BEGIN SOURCE TEXT
Each comes packaged in a two-pack. We couldn’t have a set of deployers without loyal Ravage.
My favourite of the set just so happens to be my favourite original Decepticon Mini-Cassette, Ratbat.
And not just because his box art is absolutely adorable.
Of course, we can’t have a bunch of random little dudes running around pre-Earth Cybertron as cassettes. The answer? Cybertronian data discs complete with disc cases for the two-pack sets.
The return of Soundwave’s army of Decepticon Mini-Cassette minions as Data-Disc minions? Genius!
What started as an apparently risky proposition for Hasbro turned out to be quite the opposite. At this point I knew I was going to need this mold for the “deployers” alone, an annoying proposition when I already had a Soundwave I was quite happy with (and who fit in better scale-wise with the rest of the War for Cybertron/Fall of Cybertron display shelf). Then Hasbro announced that we were getting a repaint as Soundblaster and my annoyance levels dropped considerably. Though the amount of work I had to go through to secure a Fall of Cybertron Laserbeak without buying Soundwave was tremendous, it worked out monetarily quite in my favour and I even ended up with Soundwave’s weapon out of the deal. Fall of Cybertron Soundblaster is actually a wonderful homage.
END SOURCE TEXT
BEGIN DATA EXTRACT
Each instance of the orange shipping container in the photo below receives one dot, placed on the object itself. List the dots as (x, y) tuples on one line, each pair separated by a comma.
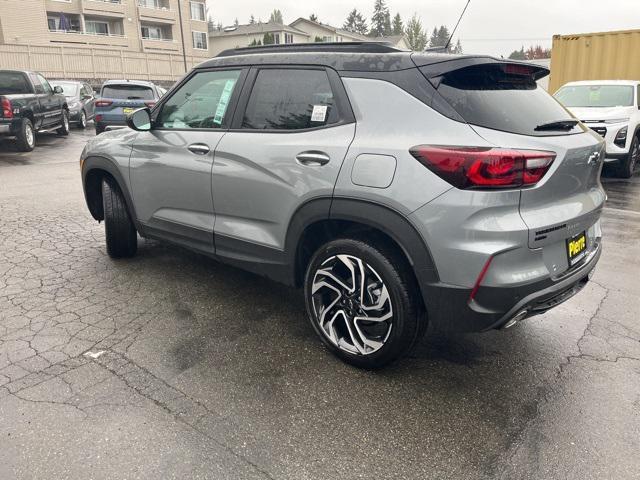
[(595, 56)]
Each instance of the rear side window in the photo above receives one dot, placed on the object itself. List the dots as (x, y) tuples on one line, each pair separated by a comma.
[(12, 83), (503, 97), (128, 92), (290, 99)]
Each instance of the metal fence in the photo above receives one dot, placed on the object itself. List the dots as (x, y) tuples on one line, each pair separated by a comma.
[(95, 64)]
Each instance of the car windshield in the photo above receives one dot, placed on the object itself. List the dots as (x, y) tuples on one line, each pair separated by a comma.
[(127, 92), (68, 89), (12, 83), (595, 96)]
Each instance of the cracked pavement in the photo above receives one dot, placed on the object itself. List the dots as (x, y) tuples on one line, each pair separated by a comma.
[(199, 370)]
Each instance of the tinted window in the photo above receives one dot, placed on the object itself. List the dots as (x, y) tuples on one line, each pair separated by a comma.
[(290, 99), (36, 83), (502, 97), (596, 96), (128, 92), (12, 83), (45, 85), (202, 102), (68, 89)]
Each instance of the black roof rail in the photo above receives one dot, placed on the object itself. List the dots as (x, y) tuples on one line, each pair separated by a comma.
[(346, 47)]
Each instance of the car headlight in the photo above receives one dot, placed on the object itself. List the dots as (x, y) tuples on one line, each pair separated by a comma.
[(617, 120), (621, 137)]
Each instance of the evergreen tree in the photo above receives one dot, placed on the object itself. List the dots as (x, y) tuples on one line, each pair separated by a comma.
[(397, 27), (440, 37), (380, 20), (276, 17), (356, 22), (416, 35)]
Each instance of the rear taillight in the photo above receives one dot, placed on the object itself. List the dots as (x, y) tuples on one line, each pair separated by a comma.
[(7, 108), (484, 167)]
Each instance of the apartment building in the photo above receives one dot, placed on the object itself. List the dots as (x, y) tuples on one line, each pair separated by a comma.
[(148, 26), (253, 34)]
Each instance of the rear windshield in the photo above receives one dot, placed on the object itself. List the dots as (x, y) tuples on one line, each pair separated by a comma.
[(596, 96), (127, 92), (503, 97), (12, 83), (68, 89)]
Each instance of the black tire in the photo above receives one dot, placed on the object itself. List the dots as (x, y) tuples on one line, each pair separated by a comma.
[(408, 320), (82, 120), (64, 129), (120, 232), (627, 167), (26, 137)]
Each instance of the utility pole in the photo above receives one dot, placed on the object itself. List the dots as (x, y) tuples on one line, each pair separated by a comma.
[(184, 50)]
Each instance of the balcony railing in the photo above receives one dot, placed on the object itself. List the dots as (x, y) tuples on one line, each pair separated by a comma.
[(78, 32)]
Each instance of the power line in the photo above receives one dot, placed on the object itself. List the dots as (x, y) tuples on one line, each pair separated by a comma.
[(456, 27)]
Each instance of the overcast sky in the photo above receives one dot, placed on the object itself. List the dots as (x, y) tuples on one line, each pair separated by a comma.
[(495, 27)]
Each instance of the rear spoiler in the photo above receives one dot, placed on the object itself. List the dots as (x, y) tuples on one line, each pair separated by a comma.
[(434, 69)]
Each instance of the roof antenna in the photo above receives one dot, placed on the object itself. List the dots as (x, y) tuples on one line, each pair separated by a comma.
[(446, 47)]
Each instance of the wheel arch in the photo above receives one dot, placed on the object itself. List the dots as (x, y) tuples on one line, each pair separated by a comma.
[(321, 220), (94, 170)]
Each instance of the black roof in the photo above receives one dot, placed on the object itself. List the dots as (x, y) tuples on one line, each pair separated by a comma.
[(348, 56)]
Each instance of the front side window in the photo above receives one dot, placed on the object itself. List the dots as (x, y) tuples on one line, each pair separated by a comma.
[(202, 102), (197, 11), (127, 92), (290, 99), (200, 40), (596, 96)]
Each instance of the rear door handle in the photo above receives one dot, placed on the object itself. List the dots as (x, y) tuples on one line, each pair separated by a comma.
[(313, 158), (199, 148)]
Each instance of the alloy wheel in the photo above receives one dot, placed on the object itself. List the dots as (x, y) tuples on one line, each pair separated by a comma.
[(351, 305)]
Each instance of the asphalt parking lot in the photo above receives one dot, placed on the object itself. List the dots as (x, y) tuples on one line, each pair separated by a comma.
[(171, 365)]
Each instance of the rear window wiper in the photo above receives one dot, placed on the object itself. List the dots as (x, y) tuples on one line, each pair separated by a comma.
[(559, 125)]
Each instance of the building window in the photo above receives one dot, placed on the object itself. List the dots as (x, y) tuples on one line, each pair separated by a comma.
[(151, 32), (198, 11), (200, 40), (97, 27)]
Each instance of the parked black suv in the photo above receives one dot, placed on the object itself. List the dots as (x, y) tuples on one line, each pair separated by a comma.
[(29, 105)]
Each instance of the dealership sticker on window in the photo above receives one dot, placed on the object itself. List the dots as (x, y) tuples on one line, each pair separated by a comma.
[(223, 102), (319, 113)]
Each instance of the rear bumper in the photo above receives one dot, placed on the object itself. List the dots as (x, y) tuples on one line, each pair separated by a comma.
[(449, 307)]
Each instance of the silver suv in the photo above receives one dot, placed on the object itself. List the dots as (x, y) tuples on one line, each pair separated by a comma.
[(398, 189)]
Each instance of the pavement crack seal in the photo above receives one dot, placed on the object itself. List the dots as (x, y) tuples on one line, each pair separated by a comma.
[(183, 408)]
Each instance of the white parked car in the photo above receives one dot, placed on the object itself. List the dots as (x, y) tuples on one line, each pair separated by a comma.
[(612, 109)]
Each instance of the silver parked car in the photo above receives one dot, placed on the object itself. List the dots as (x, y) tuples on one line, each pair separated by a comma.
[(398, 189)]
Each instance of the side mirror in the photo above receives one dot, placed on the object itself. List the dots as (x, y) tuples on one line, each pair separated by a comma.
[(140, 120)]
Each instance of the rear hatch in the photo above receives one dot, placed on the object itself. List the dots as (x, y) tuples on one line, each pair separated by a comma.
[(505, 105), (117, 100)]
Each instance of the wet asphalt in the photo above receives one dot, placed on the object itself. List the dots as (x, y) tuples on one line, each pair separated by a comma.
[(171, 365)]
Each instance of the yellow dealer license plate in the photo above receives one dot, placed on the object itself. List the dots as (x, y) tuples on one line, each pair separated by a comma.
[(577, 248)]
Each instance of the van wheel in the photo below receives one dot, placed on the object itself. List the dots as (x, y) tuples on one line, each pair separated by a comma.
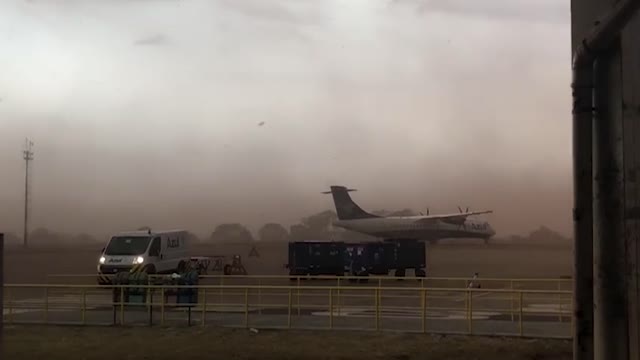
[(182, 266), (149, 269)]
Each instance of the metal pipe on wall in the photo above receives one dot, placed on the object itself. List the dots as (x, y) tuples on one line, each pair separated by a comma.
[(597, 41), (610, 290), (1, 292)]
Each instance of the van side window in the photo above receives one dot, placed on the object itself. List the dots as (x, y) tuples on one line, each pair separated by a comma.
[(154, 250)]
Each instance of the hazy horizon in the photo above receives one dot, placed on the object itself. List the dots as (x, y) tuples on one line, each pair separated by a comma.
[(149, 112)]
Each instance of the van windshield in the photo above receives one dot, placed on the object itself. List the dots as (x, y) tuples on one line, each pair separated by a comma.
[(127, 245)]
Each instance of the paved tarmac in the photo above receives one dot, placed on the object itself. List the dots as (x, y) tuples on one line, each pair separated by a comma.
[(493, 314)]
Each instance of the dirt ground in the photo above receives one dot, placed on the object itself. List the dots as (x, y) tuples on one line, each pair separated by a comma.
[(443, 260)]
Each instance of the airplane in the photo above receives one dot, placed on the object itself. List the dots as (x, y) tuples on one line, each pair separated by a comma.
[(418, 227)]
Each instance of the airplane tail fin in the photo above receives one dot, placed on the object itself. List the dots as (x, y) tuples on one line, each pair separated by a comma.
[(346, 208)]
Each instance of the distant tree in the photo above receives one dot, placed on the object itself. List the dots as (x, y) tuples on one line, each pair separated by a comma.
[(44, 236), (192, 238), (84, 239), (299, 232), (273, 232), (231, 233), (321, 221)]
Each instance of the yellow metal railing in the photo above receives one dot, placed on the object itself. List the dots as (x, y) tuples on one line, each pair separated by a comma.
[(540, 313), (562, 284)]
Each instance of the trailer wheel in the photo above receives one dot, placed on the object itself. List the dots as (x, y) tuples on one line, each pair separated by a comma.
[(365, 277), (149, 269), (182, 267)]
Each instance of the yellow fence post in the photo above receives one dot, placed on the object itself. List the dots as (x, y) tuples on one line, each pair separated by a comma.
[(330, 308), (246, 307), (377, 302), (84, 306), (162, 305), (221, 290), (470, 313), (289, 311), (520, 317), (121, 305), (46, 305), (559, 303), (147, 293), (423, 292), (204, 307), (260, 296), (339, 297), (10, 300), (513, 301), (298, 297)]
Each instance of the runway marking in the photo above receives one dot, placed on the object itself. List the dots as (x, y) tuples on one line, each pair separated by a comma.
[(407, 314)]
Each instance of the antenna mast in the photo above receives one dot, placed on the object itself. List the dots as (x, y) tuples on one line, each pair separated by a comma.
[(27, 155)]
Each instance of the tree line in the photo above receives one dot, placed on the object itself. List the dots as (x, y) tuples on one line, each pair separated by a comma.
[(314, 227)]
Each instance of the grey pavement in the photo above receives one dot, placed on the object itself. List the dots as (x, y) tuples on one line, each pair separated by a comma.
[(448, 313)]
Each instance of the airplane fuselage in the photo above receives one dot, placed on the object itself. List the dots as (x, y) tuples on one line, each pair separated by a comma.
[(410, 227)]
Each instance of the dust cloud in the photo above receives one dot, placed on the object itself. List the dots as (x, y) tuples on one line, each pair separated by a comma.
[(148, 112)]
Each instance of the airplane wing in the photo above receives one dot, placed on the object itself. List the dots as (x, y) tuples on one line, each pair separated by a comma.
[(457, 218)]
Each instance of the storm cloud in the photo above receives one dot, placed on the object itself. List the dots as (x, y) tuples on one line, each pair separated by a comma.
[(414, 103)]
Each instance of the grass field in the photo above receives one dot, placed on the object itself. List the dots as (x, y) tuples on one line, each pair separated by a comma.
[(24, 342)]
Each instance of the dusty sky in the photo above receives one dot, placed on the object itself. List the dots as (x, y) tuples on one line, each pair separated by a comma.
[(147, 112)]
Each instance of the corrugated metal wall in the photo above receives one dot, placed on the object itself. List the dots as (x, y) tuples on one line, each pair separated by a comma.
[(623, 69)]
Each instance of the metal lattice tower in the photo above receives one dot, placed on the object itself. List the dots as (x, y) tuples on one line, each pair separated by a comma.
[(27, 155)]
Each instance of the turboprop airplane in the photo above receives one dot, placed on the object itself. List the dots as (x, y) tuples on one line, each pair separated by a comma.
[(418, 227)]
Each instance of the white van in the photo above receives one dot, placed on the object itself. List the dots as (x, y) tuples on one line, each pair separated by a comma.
END DATA EXTRACT
BEGIN DATA EXTRACT
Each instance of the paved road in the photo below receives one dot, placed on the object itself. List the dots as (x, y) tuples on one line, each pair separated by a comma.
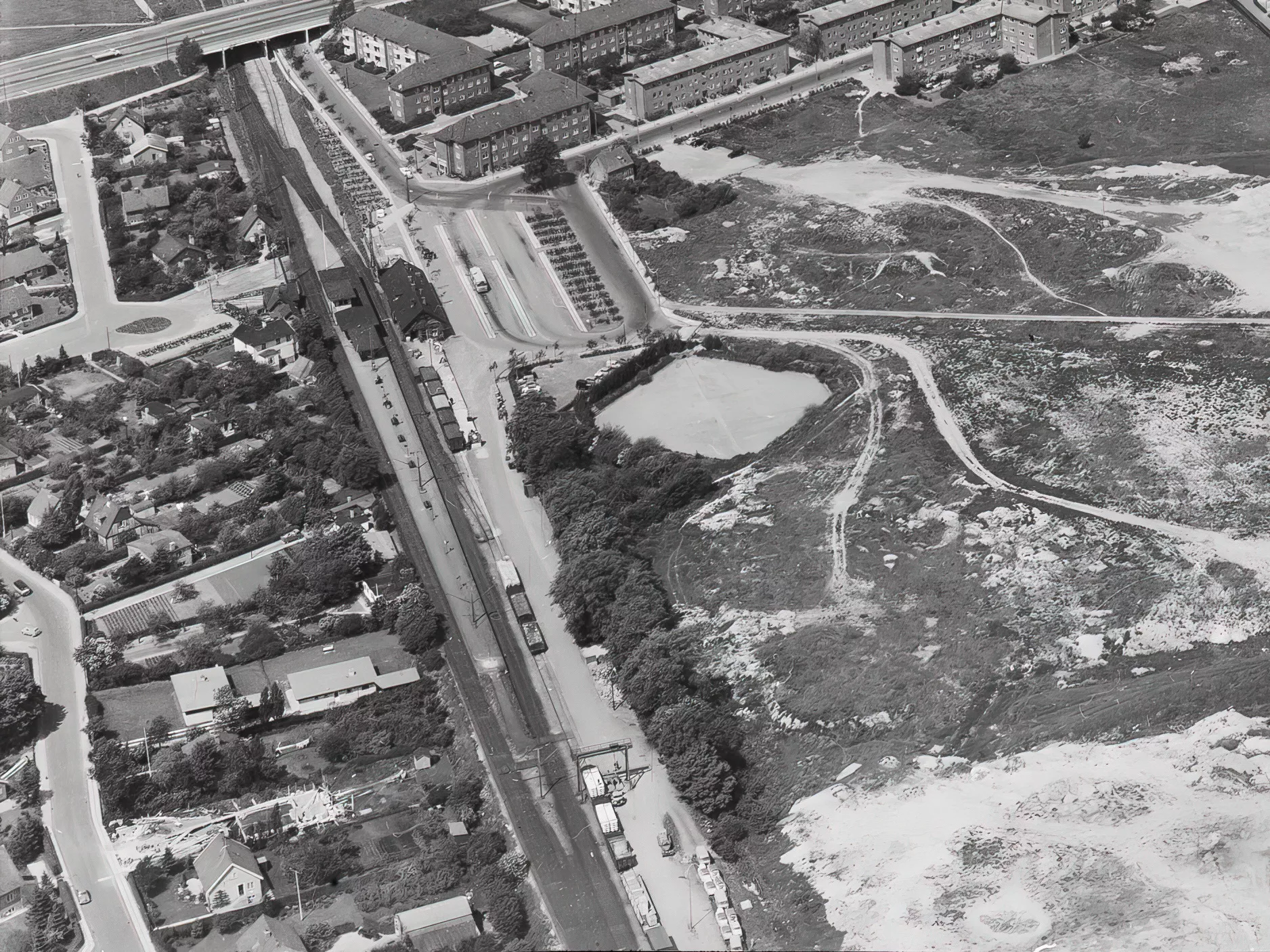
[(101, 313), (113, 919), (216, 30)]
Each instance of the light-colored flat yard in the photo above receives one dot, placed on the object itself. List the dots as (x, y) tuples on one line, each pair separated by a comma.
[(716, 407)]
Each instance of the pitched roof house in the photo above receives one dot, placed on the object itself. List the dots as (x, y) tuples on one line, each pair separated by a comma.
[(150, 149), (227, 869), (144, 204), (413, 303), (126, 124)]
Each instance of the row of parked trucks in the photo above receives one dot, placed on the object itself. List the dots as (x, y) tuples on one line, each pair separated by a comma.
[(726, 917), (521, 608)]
END DATA EXTRACT
◆ **GOAL OF THE EXERCISE**
Please pick up the Soundwave figure review after its final sentence and keep writing it.

◆ **RESULT OF THE TASK**
And Soundwave didn’t even have to die this time around to get upgraded… or did he? An oddity from Soundblaster’s toy bio gives the impression that Soundwave doesn’t really fare too well after the end of Fall of Cybertron:
Restored to a fully functioning state by the loyalty of his minions and
the arcane science of an alien world, Soundwave takes a new name to
reflect his new lease on life.
Alien world? Arcane science? I am intrigued. What happened? Will we ever know what the bio writer was talking about?
Beyond the inclusion of his chest being able to contain and eject up to 3 of his deployers at a time, there’s really no overall difference — other than size, naturally — in either mode from the original deluxe release. Originally described as just “Armored Vehicle Mode”, he is now labelled as transforming into a “Communications Truck”.
The ejection of the deployers can also be done in Alt mode, which is a nice addition.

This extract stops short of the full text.